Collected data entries
========================================

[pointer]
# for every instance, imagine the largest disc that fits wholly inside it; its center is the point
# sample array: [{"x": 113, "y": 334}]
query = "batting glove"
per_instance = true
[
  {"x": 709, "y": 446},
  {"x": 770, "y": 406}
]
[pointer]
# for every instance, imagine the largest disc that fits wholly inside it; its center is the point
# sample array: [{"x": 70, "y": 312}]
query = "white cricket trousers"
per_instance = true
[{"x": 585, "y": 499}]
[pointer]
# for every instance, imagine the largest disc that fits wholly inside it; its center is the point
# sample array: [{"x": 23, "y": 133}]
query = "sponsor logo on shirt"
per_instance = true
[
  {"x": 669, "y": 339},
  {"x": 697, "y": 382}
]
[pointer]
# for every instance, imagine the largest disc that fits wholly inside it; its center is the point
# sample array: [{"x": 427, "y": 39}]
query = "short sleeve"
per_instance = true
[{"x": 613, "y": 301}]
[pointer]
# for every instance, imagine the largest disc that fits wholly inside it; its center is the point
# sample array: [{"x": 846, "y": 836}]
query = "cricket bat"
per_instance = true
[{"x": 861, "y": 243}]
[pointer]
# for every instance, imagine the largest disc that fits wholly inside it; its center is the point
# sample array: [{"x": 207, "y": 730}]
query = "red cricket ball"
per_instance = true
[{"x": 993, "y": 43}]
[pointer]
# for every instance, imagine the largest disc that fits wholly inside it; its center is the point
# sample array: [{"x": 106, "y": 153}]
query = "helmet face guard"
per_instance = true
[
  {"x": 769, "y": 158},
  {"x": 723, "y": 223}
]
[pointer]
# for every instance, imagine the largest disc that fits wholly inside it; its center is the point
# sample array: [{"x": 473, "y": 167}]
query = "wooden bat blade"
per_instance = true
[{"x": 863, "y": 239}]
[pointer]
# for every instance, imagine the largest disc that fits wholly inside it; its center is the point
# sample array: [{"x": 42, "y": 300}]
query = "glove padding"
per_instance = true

========================================

Exactly as they appear above, set down all of the records once more.

[pointer]
# for every instance, imagine the largest disc that fits wholly inside it; its center is the point
# sample array: [{"x": 113, "y": 334}]
query = "batting glove"
per_instance = true
[
  {"x": 709, "y": 446},
  {"x": 770, "y": 406}
]
[pointer]
# for every instance, imagine the largest disc that fits wholly inside it; its center is the point
# sample array: [{"x": 70, "y": 312}]
query = "white cricket trousers"
per_instance = true
[{"x": 585, "y": 499}]
[pointer]
# for every instance, imagine the largest disc that fits wholly inside it; its center is the point
# sample array: [{"x": 23, "y": 133}]
query = "sponsor logo on shirt"
per_instance = true
[
  {"x": 669, "y": 339},
  {"x": 697, "y": 382}
]
[pointer]
# for every instance, imagine the largest disc that fits wholly inside it; its center is the point
# sample array: [{"x": 427, "y": 39}]
query = "short sleeve"
per_instance = true
[{"x": 613, "y": 301}]
[pointer]
# for every instance, imagine the largest disc that fits wholly inside it; its center is the point
# sample array: [{"x": 846, "y": 836}]
query = "cricket bat"
per_instance = true
[{"x": 861, "y": 243}]
[pointer]
# for every instance, imagine the largest disc that fits wholly inside it; its center is the point
# sample array: [{"x": 207, "y": 730}]
query = "red cricket ball"
per_instance = true
[{"x": 993, "y": 43}]
[pointer]
# for every instance, imagine the largest disc that fits wholly inside it; its center is the point
# sample array: [{"x": 106, "y": 153}]
query = "helmet face guard"
per_instance = true
[
  {"x": 769, "y": 158},
  {"x": 723, "y": 223}
]
[pointer]
# for every instance, imagine the largest disc that fits wholly inside it; its center is the point
# sample array: [{"x": 473, "y": 167}]
query = "wooden bat blade"
per_instance = true
[{"x": 863, "y": 239}]
[pointer]
# for every instance, imagine the largest disc that fits wholly inside it; its center is the point
# sample array: [{"x": 42, "y": 300}]
query = "glove padding"
per_instance = true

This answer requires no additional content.